[Start of section]

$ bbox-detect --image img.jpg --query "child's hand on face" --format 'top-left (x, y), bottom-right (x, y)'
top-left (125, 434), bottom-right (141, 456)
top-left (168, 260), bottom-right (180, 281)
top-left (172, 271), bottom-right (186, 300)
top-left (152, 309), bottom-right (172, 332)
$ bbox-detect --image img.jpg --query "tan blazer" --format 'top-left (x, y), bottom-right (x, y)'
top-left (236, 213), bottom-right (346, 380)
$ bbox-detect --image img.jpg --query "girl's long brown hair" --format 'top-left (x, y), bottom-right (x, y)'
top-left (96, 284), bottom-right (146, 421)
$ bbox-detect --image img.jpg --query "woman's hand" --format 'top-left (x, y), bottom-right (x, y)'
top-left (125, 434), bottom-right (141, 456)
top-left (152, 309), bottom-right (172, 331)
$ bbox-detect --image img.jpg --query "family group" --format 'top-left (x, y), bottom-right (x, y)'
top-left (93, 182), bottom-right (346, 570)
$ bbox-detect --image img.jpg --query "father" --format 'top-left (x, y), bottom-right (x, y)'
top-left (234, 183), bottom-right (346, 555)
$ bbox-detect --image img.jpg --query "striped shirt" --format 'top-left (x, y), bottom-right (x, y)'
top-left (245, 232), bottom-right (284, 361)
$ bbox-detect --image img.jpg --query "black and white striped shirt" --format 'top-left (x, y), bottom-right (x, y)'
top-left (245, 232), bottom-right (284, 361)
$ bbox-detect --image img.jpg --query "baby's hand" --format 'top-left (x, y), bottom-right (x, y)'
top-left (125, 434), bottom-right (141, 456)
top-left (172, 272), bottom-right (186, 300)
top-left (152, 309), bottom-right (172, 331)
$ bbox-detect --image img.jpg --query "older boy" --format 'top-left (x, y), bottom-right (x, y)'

[End of section]

INSTRUCTIONS TO FOLLOW
Copy the full listing verbatim.

EXPECTED OUTPUT
$ bbox-detect --image img.jpg --query "child's hand on face" --format 'top-left (x, y), bottom-right (x, y)'
top-left (125, 434), bottom-right (141, 456)
top-left (168, 260), bottom-right (180, 281)
top-left (172, 271), bottom-right (186, 300)
top-left (152, 309), bottom-right (172, 332)
$ bbox-detect --image img.jpg --query "tan blazer" --format 'top-left (x, y), bottom-right (x, y)'
top-left (236, 213), bottom-right (346, 380)
$ bbox-detect --image img.jpg --query "girl's long brown hair" --format 'top-left (x, y), bottom-right (x, y)'
top-left (96, 284), bottom-right (146, 421)
$ bbox-detect --image img.jpg --query "woman's hand" --format 'top-left (x, y), bottom-right (x, y)'
top-left (125, 434), bottom-right (141, 456)
top-left (152, 309), bottom-right (172, 331)
$ bbox-detect --image img.jpg --query "family group" --format 'top-left (x, y), bottom-right (x, y)'
top-left (93, 182), bottom-right (346, 570)
$ bbox-detect --image img.jpg --query "father" --format 'top-left (x, y), bottom-right (x, y)'
top-left (234, 183), bottom-right (346, 555)
$ bbox-detect --image img.jpg --query "striped shirt" --format 'top-left (x, y), bottom-right (x, y)'
top-left (245, 232), bottom-right (284, 361)
$ bbox-detect --image img.jpg --query "black and white striped shirt" --format 'top-left (x, y), bottom-right (x, y)'
top-left (245, 232), bottom-right (284, 361)
$ bbox-detect --image img.jpg --query "baby's hand" --format 'top-left (x, y), bottom-right (x, y)'
top-left (125, 434), bottom-right (141, 456)
top-left (172, 272), bottom-right (186, 300)
top-left (152, 309), bottom-right (172, 331)
$ bbox-detect --image img.jpg --query "older boy" --format 'top-left (x, y), bottom-right (x, y)'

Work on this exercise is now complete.